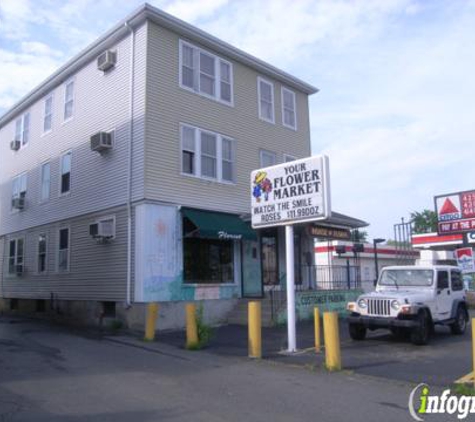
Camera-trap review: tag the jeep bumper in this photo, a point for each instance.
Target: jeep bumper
(379, 322)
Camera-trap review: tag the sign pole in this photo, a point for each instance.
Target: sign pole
(289, 261)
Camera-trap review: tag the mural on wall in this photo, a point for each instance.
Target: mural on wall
(159, 259)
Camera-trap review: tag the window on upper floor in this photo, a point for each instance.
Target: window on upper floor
(16, 250)
(45, 182)
(267, 158)
(289, 114)
(207, 154)
(63, 249)
(65, 174)
(22, 129)
(265, 90)
(48, 114)
(42, 251)
(205, 73)
(19, 184)
(68, 100)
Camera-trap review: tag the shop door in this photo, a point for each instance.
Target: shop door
(251, 269)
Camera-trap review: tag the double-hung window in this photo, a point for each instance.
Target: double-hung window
(42, 249)
(265, 90)
(68, 100)
(65, 175)
(16, 250)
(289, 114)
(207, 154)
(63, 249)
(48, 114)
(205, 73)
(45, 182)
(19, 184)
(22, 129)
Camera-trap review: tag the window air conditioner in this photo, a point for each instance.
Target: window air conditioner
(102, 230)
(15, 145)
(106, 60)
(18, 203)
(101, 141)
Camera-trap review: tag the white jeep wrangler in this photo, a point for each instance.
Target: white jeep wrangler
(412, 299)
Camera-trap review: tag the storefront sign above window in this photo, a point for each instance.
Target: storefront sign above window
(328, 233)
(289, 193)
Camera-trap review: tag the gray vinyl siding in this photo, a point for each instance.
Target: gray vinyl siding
(168, 105)
(96, 271)
(101, 103)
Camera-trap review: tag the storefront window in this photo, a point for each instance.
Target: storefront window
(270, 267)
(208, 261)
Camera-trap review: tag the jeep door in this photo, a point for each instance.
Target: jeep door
(443, 295)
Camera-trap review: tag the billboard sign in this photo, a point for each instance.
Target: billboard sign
(455, 212)
(465, 259)
(289, 193)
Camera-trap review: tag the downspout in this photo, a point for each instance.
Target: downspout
(129, 166)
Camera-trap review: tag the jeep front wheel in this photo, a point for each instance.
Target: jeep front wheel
(460, 323)
(357, 331)
(421, 332)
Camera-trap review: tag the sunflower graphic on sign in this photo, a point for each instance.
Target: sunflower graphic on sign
(262, 186)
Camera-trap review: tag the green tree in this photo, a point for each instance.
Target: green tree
(424, 222)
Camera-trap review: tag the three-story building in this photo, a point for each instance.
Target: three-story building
(125, 175)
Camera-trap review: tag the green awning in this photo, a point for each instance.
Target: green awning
(217, 225)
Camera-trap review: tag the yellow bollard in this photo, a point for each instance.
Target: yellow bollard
(332, 341)
(473, 349)
(191, 327)
(254, 333)
(152, 312)
(318, 336)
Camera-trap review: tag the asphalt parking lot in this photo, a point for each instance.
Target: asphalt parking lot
(444, 360)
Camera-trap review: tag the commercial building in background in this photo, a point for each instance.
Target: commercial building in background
(125, 176)
(342, 263)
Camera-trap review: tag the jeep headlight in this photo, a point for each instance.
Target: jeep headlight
(395, 305)
(362, 303)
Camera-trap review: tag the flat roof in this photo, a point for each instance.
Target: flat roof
(134, 20)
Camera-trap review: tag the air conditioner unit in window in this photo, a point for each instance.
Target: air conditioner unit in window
(15, 145)
(18, 203)
(102, 230)
(101, 141)
(106, 60)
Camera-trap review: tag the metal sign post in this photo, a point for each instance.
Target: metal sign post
(289, 261)
(287, 194)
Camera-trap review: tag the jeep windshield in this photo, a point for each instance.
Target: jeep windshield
(410, 277)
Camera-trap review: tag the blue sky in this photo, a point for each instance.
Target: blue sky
(395, 111)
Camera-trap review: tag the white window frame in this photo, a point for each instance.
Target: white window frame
(197, 71)
(58, 250)
(45, 115)
(15, 239)
(99, 220)
(265, 81)
(72, 100)
(61, 173)
(283, 90)
(43, 200)
(20, 134)
(263, 152)
(38, 253)
(197, 155)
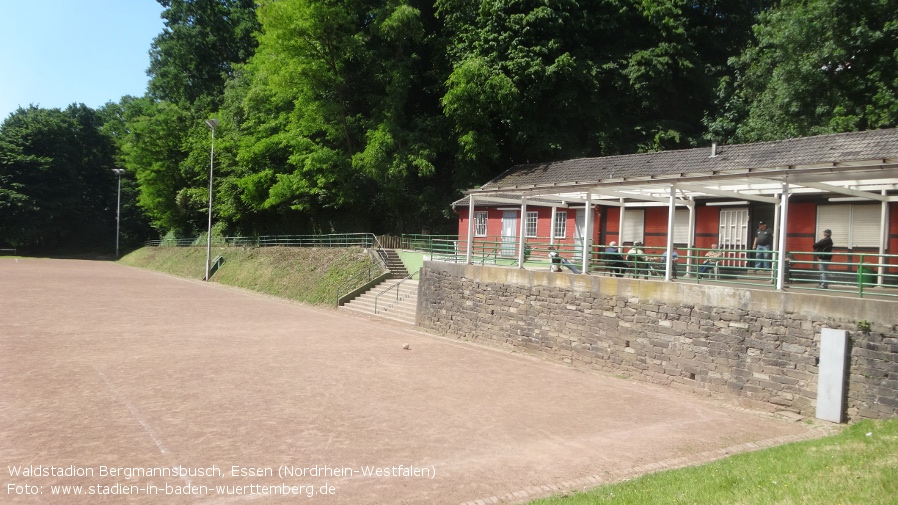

════

Omit the pictures, and please restate word for word the lines running from the line with "Camera-trap review: tag the flat" to the end of the entries.

RESULT FOR THIS TASK:
Camera-trap review: tag the flat roof in this photo, a point for each instance.
Target: flat roof
(134, 20)
Camera-trap review: tag the air conditioner unit in window in this photo, a point for each instance.
Target: air conditioner unit in window
(15, 145)
(18, 203)
(102, 230)
(101, 141)
(106, 60)
Camera-trap review: tag the metal sign post in this photo, a point for each instance.
Target: metal sign post
(289, 261)
(287, 194)
Camera-trap review: tag the jeep windshield in this photo, a point for each instance.
Target: jeep windshield
(410, 277)
Camera-trap review: tag the blue sky in this photo, a point for each instance.
Target: blue sky
(395, 111)
Camera-trap review: tag the white window frame in this photo, a point for each instance.
Target: white window frame
(197, 71)
(58, 250)
(45, 115)
(15, 239)
(99, 220)
(265, 81)
(72, 100)
(61, 173)
(283, 90)
(43, 200)
(20, 134)
(263, 152)
(38, 253)
(197, 155)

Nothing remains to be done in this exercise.